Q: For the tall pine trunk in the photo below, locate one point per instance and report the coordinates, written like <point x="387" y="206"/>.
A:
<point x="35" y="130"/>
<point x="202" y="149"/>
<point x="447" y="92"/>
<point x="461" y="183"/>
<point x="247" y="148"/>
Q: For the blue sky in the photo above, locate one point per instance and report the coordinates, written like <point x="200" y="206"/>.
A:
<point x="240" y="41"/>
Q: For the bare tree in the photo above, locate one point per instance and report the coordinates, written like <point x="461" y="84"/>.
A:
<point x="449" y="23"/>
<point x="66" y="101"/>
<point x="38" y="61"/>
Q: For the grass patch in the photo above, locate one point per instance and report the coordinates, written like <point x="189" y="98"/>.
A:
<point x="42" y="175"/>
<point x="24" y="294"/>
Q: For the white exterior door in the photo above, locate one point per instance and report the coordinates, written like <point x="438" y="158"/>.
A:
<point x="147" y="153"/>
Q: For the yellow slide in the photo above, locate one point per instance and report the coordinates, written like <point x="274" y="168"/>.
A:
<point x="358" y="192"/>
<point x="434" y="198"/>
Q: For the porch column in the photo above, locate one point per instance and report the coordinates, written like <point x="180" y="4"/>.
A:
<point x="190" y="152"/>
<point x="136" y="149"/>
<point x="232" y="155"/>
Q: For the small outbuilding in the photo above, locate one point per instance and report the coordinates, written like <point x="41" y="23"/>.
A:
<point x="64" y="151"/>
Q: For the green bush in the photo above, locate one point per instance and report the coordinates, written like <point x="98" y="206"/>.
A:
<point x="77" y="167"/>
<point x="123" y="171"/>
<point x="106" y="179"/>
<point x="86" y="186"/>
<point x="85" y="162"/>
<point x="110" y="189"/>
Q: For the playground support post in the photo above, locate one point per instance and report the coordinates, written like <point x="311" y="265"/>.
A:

- **PROBLEM REQUIREMENTS**:
Exactly as shown, repeat every record.

- **ANSWER TO THIS PROBLEM**:
Q: For the tall pine trunk in the photo below, locate one point per instance and report the coordinates, written like <point x="387" y="206"/>.
A:
<point x="35" y="130"/>
<point x="202" y="149"/>
<point x="447" y="92"/>
<point x="461" y="183"/>
<point x="247" y="148"/>
Q: For the blue sky in the photo above, locate one point per instance and report the coordinates, written like <point x="200" y="206"/>.
A:
<point x="240" y="41"/>
Q: For the bare tree in the photo above, locate one point per instance and report the coordinates, written like <point x="461" y="84"/>.
A:
<point x="449" y="23"/>
<point x="66" y="101"/>
<point x="38" y="61"/>
Q: For the grass patch in the photo above, locate one point per instance and report the coordinates, written like <point x="189" y="98"/>.
A:
<point x="42" y="175"/>
<point x="24" y="294"/>
Q: For the white exterior door in the photo above, locate one point per instance and report the coordinates, written like <point x="438" y="158"/>.
A:
<point x="147" y="153"/>
Q: For the yellow slide in the photo above, locate one point per instance and report the coordinates, written like <point x="274" y="168"/>.
A:
<point x="358" y="192"/>
<point x="434" y="198"/>
Q: For the porch column in the photo above, locate one point per instance and report the coordinates, written like <point x="180" y="4"/>.
A:
<point x="190" y="152"/>
<point x="136" y="149"/>
<point x="232" y="155"/>
Q: For the small outbuilding in the photo above, locate one point per instance and report the coordinates, written like <point x="41" y="23"/>.
A:
<point x="64" y="151"/>
Q: For the green bush in the photo above, locate one point per instance and report the coordinates, written like <point x="98" y="206"/>.
A:
<point x="77" y="167"/>
<point x="123" y="171"/>
<point x="106" y="179"/>
<point x="86" y="186"/>
<point x="85" y="162"/>
<point x="110" y="189"/>
Q: For the playground support post in the photo above, locate one point per instance and report the coordinates, written like <point x="311" y="265"/>.
A:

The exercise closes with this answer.